> **Provided text**:
-- Begin --
Second, theories are always disprovable, meaning they’re open to reform if new evidence that doesn’t fit the theory is found. For example, people once believed in the theory that everything in the universe revolved around the Earth. Galileo disproved this theory when he noticed moons orbit Jupiter; he could therefore show that actually not everything orbit the Earth.
So in effect, a single future observation can always invalidate a theory, no matter how reliable it seems at the moment. This means theories can never be proven correct, and this makes science a constantly evolving process.
In the 1600s, Isaac Newton revolutionized the way we think about how objects move.
Before Isaac Newton, people thought an object’s natural state was at absolute rest. This means that if no force was acting on it, then the object would remain completely still. In the 1600s, Newton thoroughly disproved this long-held belief. In its place, he introduced a theory which stated that all objects in the universe, instead of being still, were in fact in constant motion.
Newton determined this through his discovery that the planets and stars in the universe were constantly moving in relation to each other. For example, the Earth is constantly orbiting the Sun and the entire solar system is rotating around the galaxy. Therefore, nothing is ever still.
To describe how all objects in the universe move, Newton developed three laws:
The first of Newton’s laws states that all objects will continue moving in a straight line if not acted on by another force. This was demonstrated in an experiment by Galileo in which he rolled balls down a slope. As gravity was the only force acting on the balls, they rolled in a straight line.
-- End --
> **Dataset excerpts**:
-- Begin --
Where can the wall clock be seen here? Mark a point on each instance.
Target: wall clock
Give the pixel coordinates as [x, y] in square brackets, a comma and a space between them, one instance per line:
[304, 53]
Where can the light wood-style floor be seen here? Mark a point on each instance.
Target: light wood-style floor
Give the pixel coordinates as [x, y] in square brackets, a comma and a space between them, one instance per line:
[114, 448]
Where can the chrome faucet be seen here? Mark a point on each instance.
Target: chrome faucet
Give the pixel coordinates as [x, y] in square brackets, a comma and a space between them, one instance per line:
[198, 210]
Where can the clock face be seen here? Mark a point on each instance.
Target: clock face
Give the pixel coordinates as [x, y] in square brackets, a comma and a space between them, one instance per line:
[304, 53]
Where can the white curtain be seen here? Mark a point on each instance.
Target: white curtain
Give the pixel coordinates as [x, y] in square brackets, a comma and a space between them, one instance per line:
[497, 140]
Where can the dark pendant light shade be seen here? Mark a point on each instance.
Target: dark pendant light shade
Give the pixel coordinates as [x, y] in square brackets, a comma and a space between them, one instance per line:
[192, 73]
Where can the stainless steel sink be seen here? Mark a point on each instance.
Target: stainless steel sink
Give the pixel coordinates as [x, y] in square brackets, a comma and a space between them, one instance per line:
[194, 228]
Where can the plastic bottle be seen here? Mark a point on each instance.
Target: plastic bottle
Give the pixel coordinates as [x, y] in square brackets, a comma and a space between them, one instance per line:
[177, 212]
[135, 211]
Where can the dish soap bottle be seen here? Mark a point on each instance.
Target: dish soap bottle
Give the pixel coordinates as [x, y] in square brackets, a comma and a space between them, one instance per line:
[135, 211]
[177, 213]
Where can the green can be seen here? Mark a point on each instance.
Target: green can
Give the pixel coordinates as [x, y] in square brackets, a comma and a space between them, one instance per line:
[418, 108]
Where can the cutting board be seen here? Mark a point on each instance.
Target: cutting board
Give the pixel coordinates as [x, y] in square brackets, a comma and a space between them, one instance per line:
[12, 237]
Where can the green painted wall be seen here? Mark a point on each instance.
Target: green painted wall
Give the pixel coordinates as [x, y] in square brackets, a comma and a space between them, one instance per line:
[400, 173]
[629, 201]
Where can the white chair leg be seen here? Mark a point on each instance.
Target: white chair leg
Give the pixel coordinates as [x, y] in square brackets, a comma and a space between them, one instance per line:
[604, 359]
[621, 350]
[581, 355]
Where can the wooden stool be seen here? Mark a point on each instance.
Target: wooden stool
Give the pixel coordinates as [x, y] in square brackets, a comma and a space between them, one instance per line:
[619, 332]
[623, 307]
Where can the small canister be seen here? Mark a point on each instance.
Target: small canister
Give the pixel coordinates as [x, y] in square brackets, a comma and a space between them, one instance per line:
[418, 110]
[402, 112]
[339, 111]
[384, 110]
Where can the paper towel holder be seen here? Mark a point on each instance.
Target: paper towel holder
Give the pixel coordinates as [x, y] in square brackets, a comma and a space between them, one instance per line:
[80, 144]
-- End --
> **To be done**:
- 1) Decide whether each statement agrees with the passage on Newton's laws, answering yes or no and quoting the words that settle it: (a) Galileo disproved the Earth-centered theory after noticing moons orbiting Jupiter. (b) Theories can eventually be proven correct if enough evidence supports them. (c) Before Newton, people held that an object's natural state was constant motion.
- 2) Pick up the passage on Newton's laws after its final sentence and keep writing it.

> **Answers by task**:
- 1)
(a) Yes: "Galileo disproved this theory when he noticed moons orbit Jupiter"
(b) No: "This means theories can never be proven correct"
(c) No: "Before Isaac Newton, people thought an object’s natural state was at absolute rest."

- 2)
Newton’s second law states that an object will speed up at a rate proportional to the force acting on it. For example, a car with a more powerful engine will accelerate faster than one with a less powerful engine. This law also states that the greater the body’s mass, the less a force affects its motion. For example, if there are two cars with the same engine, the heavier car will take longer to accelerate.
Newton’s third law describes gravity. It states that all bodies in the universe attract other bodies with a force proportional to the mass of each object. This means that if you double the mass of one object, the force will be twice as great. If you double one object’s mass and triple the other, the force will be six times as great.
The fact that the speed of light is constant shows that you can’t always measure something’s speed relative to something else’s.
We have seen how Newton’s theory did away with absolute rest and replaced it with the idea that the movement of an object is relative to the movement of something else. Yet, the theory also suggested the speed of an object is relative.
For example, imagine you are reading a book while sitting on a train travelling at 100 mph. How fast are you travelling? Well, to a bystander watching the train speed past, you are travelling at 100 mph. But relative to the book you are reading, your speed is zero mph. So your speed is relative to another object.
Yet, one major hole developed in Newton’s theory: the speed of light. The speed of light is constant, not relative. It is always 186,000 miles per second. It doesn’t matter how fast something else is going, the speed of light remains the same.
For example, if that train were speeding towards a beam of light at 100 mph, the speed of light would be 186,000 miles per second. Yet if that train stopped at a red signal, the beam of light would still be 186,000 miles per second. It doesn’t matter who is viewing the light or how quickly they are traveling, its speed will always be the same.
This fact causes problems for Newton’s theory. How can the speed of something be constant regardless of the state of the observer? The answer was discovered in the early twentieth century when Albert Einstein postulated his theory of relativity.
The theory of relativity states that time itself is not fixed.
The speed of light being constant was problematic for Newton’s theory, because it proved that speed wasn’t always relative. Therefore, scientists needed an updated model that took the speed of light into account.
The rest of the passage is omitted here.